Death of Optionee. If an optionee dies prior to the expiry of his option, his legal representatives may, by the earlier of:




  (a)

one year from the date of the optionee’s death (or such lesser period as may be specified by the Board at the time of granting the option); and

     
  (b)

the expiry date of the option;

exercise any portion of such option.

4.06

Expiry on Termination or Cessation. If an optionee ceases to be a Director, Officer or Employee for any reason other than death, his option shall terminate as specified by the Board at the time of granting the option and all rights to purchase Shares under such option shall cease and expire and be of no further force or effect. In accordance with the policies of the TSX Venture Exchange, all options must terminate within a reasonable period of time after the optionee ceases to be a Director, Officer or Employee.

   
4.07

Leave of Absence. Employment shall be deemed to continue intact during any sick leave or other bona fide leave of absence if the period of such leave does not exceed 90 days or, if longer, for so long as the optionee’s right to reemployment is guaranteed either by statute or by contract. If the period of such leave exceeds 90 days and the optionee’s reemployment is not so guaranteed, then his employment shall be deemed to have terminated on the ninety-first day of such leave.

   
4.08

Assignment. No option granted under this Plan or any right thereunder or in respect thereof shall be transferable or assignable otherwise than by will or pursuant to the laws of succession except that, if permitted by the rules and policies of the Exchange, an optionee shall have the right to assign any option granted to him hereunder to a trust or similar legal entity established by such optionee.

   
4.09

Notice. Options shall be exercised only in accordance with the terms and conditions of the agreements under which they are respectively granted and shall be exercisable only by notice in writing to the Company at its principal place of business.

   
4.10

Payment. Subject to any vesting requirements described in each individual option agreement, options may be exercised in whole or in part at any time prior to their lapse or termination. Shares purchased by an optionee on exercise of an option shall be paid for in full at the time of their purchase (i.e. concurrently with the giving of the requisite notice).

   
4.11

Share Certificate. As soon as practicable after due exercise of an option, the Company shall issue a share certificate evidencing the Shares with respect to which the option has been exercised. Until the issuance of such share certificate, no right to vote or receive dividends or any other rights as a shareholder shall exist with respect to such Shares, notwithstanding the exercise of the option. No adjustment will be made for a dividend or other right for which the record date is prior to the date the share certificate is issued, except as provided in Part 6 hereof.

══════

** Required task 1 **
Using the option plan extract, say whether each statement agrees with it. Answer yes or no, and quote the deciding words. (a) A bona fide leave of absence of no more than 90 days does not interrupt employment. (b) Shares bought on exercise of an option may be paid for in installments after the purchase. (c) If the Exchange's rules and policies allow it, an optionee may assign an option to a trust the optionee has established.
The option plan extract has no connection to the records that come after it.

** Data excerpts **
══════

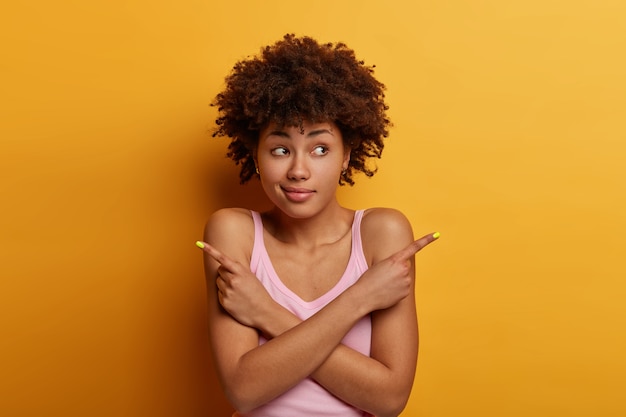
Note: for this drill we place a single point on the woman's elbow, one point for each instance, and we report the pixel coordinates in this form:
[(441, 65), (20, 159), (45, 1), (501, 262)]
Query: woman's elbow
[(392, 406)]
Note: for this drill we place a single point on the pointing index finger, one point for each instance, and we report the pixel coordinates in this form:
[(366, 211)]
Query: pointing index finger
[(222, 259), (416, 246)]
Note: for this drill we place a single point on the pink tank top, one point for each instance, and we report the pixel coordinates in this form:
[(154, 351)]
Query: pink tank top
[(308, 398)]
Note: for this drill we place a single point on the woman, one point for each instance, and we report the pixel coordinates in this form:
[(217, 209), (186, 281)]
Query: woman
[(311, 304)]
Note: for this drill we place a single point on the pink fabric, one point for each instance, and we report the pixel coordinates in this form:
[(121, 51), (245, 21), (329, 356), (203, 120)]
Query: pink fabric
[(308, 398)]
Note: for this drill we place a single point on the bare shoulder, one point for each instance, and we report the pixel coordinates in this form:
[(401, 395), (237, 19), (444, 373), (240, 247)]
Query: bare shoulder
[(231, 230), (384, 232)]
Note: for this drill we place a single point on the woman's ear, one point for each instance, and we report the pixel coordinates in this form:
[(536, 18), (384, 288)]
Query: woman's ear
[(346, 158)]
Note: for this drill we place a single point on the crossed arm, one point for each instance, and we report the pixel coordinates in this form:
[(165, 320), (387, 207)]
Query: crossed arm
[(239, 306)]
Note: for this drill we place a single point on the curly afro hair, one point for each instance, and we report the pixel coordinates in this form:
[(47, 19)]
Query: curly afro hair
[(296, 80)]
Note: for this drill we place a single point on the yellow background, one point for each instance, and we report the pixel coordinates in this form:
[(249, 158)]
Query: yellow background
[(509, 139)]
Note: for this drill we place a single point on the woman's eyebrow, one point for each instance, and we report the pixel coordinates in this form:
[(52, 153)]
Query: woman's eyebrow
[(279, 133), (318, 132), (313, 133)]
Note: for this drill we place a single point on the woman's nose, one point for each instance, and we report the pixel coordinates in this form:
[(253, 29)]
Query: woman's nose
[(299, 169)]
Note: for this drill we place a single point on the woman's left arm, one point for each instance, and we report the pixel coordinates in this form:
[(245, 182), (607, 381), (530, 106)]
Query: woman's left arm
[(381, 383)]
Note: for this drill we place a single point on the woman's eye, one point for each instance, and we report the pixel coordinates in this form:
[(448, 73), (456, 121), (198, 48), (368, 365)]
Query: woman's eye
[(320, 150), (280, 151)]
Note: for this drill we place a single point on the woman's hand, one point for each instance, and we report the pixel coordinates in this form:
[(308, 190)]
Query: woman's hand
[(389, 281), (240, 292)]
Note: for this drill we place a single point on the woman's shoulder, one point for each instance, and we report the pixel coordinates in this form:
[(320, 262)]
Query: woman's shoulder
[(230, 228), (384, 231)]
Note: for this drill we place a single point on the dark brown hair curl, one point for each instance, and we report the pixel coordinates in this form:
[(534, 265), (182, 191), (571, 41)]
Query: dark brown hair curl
[(298, 79)]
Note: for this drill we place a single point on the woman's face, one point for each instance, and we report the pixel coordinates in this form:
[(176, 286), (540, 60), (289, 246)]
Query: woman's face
[(300, 167)]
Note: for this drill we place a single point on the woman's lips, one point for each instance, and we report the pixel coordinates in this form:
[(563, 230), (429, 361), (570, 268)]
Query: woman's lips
[(297, 195)]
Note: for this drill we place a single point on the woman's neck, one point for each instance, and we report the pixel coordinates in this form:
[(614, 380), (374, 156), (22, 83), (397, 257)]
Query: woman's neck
[(325, 228)]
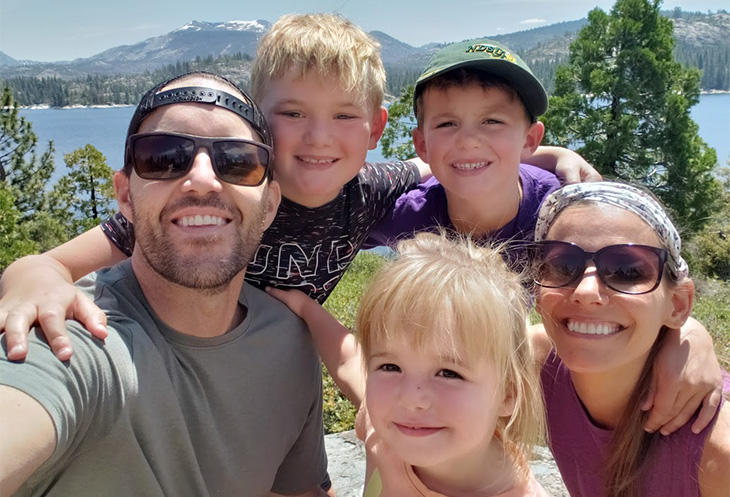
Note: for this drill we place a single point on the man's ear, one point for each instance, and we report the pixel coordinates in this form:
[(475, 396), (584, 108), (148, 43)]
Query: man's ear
[(682, 297), (377, 126), (121, 187), (532, 139), (273, 199), (419, 142)]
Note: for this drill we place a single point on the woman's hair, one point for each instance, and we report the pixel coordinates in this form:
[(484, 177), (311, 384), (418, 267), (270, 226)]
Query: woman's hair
[(631, 446), (446, 289)]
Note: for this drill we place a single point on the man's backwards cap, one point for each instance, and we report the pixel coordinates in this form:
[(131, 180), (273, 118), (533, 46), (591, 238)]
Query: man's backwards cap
[(493, 58), (246, 107)]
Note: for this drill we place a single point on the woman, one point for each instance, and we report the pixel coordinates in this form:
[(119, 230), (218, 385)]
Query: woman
[(611, 281)]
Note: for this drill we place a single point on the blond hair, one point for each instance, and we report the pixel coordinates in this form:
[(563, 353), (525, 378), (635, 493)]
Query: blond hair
[(323, 44), (447, 288)]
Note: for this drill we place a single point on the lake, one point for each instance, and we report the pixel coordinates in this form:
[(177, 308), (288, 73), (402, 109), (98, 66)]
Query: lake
[(105, 128)]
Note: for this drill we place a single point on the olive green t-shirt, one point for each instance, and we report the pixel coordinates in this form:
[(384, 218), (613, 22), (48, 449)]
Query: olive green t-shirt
[(154, 412)]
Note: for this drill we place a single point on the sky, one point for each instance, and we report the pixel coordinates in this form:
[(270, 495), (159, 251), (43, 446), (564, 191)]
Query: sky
[(54, 30)]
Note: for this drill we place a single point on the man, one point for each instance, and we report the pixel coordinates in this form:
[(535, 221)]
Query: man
[(201, 388)]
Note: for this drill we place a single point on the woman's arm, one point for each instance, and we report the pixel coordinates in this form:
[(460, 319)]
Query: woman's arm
[(38, 288), (566, 164), (338, 347), (714, 474)]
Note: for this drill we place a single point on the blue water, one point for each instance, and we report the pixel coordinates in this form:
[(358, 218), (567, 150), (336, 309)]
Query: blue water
[(105, 128)]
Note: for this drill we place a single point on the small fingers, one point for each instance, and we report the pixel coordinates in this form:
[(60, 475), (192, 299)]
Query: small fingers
[(17, 325), (666, 406), (88, 314), (710, 404), (52, 319), (680, 419)]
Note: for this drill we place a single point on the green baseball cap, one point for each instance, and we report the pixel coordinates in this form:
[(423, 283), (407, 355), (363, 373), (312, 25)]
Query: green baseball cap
[(490, 57)]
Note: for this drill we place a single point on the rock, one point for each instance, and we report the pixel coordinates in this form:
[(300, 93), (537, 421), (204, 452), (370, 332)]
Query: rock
[(346, 456)]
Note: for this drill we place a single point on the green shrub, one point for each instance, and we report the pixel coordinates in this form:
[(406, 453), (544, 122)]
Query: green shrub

══════

** Required task 2 **
Add 10 to every coordinate in the answers, then write out the records again with their requests. Start at the line containing "the rock, one" and end at the last line of the records, and give only those lines.

** Complete output 1 **
(a) Yes: "Employment shall be deemed to continue intact during any sick leave or other bona fide leave of absence if the period of such leave does not exceed 90 days"
(b) No: "Shares purchased by an optionee on exercise of an option shall be paid for in full at the time of their purchase"
(c) Yes: "if permitted by the rules and policies of the Exchange, an optionee shall have the right to assign any option granted to him hereunder to a trust or similar legal entity established by such optionee"

** Complete output 2 **
Note: for this drill we place a single point on the rock, one point for each instance, and we report the pixel coordinates in this form:
[(300, 93), (537, 421), (204, 452), (370, 332)]
Query: rock
[(356, 466)]
Note: for this drill we place a single point on the green shrub, one point for each instance, and we report the pixel coordinates in this form:
[(406, 453), (544, 122)]
Query: green shrub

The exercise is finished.